(Dataset entries)
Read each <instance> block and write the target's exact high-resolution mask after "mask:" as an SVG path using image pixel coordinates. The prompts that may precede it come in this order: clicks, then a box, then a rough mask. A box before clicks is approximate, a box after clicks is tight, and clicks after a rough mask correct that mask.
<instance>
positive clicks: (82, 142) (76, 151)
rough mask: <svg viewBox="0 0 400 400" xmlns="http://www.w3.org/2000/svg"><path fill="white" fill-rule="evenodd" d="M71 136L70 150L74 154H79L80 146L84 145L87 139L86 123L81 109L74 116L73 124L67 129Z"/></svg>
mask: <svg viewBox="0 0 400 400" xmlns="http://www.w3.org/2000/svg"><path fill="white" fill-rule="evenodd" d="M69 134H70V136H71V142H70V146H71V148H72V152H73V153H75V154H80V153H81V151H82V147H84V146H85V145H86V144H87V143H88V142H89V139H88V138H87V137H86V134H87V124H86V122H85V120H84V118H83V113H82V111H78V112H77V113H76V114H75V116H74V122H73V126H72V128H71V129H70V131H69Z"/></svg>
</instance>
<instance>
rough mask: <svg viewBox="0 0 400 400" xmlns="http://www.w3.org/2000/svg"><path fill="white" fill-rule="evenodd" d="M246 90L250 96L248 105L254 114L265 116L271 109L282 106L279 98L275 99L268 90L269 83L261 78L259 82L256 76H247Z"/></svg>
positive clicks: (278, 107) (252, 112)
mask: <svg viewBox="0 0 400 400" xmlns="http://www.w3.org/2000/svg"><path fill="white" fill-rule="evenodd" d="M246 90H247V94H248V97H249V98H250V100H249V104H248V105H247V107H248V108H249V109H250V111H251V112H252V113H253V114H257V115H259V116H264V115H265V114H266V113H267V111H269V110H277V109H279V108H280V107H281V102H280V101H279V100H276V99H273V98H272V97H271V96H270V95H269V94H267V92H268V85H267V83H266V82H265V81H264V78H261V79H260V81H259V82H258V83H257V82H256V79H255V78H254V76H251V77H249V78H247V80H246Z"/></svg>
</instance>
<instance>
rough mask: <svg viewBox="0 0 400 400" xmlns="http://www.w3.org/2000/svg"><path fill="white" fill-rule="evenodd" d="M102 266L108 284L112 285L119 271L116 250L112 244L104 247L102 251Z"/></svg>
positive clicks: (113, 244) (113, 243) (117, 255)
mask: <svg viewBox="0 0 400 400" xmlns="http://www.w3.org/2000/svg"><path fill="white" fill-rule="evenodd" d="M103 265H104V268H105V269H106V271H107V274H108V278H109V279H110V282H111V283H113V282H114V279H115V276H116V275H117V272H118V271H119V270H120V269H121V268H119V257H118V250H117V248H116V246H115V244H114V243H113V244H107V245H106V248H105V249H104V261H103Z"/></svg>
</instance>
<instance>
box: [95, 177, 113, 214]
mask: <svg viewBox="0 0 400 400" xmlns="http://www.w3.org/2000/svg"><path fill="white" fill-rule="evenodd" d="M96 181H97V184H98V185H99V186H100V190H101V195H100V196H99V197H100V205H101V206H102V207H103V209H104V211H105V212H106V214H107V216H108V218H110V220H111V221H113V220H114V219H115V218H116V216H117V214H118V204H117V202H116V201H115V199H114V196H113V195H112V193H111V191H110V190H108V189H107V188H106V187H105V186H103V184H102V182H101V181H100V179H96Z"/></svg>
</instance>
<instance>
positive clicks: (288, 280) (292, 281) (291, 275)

▸ **Goal of the exercise**
Starting with the first line of the records above, give back each line exactly until the line with "positive clicks: (82, 142) (76, 151)" has been given as well.

▸ **Task output**
Read each <instance> block and write the target's exact high-resolution mask after "mask:" as an SVG path using image pixel coordinates. The prompts that may precede it come in this order: clicks, then a box, then a rough mask. A box before clicks is approximate, a box after clicks is tight, and clicks after a rough mask correct that mask.
<instance>
positive clicks: (82, 142) (76, 151)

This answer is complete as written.